━━━━━ DATA SUPPLIED ━━━━━

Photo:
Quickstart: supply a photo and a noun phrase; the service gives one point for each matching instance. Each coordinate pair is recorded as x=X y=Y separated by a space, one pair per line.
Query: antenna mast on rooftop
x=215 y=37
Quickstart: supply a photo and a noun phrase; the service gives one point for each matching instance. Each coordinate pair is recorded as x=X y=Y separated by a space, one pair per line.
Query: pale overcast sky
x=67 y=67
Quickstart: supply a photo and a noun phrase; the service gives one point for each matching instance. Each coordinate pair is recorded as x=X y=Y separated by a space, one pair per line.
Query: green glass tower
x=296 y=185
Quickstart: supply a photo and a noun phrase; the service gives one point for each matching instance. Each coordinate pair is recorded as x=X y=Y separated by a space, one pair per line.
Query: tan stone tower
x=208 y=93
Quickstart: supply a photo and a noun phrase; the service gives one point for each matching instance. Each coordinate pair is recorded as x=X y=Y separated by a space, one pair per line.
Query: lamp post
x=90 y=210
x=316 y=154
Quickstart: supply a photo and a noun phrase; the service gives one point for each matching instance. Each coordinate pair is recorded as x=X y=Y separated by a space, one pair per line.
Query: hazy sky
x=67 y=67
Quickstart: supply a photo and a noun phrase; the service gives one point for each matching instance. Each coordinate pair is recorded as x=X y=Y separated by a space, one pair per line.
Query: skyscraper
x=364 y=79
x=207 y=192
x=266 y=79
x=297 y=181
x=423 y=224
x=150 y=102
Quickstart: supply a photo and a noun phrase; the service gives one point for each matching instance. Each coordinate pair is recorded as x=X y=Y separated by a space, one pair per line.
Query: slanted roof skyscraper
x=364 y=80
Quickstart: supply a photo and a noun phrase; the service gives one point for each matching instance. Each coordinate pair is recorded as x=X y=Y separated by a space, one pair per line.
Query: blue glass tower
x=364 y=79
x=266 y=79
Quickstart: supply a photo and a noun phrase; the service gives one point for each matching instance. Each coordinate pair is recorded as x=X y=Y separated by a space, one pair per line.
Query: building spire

━━━━━

WHAT THE TASK REQUIRES: Starting at the line that contains "Query: hazy sky", quote each remaining line of the entries above, unchanged.

ANSWER BOX:
Query: hazy sky
x=67 y=67
Quickstart: supply a photo and a noun phrase; the service gives one point for each matching instance. Each coordinate pair is recorded as x=X y=Y separated by a space, one pair per line.
Query: skyscraper
x=364 y=79
x=207 y=192
x=266 y=79
x=297 y=181
x=423 y=224
x=150 y=102
Quickstart: supply a photo and a noun phrase; the service gives one point for each matching instance. Each coordinate pair is recorded as x=X y=Y separated by a space, one pair per line.
Query: slanted roof skyscraper
x=364 y=80
Quickstart: supply a photo and a noun phrase; the service gives one point for each matching instance. Each coordinate pair is recorded as x=X y=Y separated by a space, one pair per line.
Query: blue glass tower
x=364 y=79
x=266 y=79
Quickstart: supply a photo and a noun phrase; the service gives one point for each matching instance. Each coordinate pair is recorded as x=X y=Y separated by a space, one pair per line.
Query: building spire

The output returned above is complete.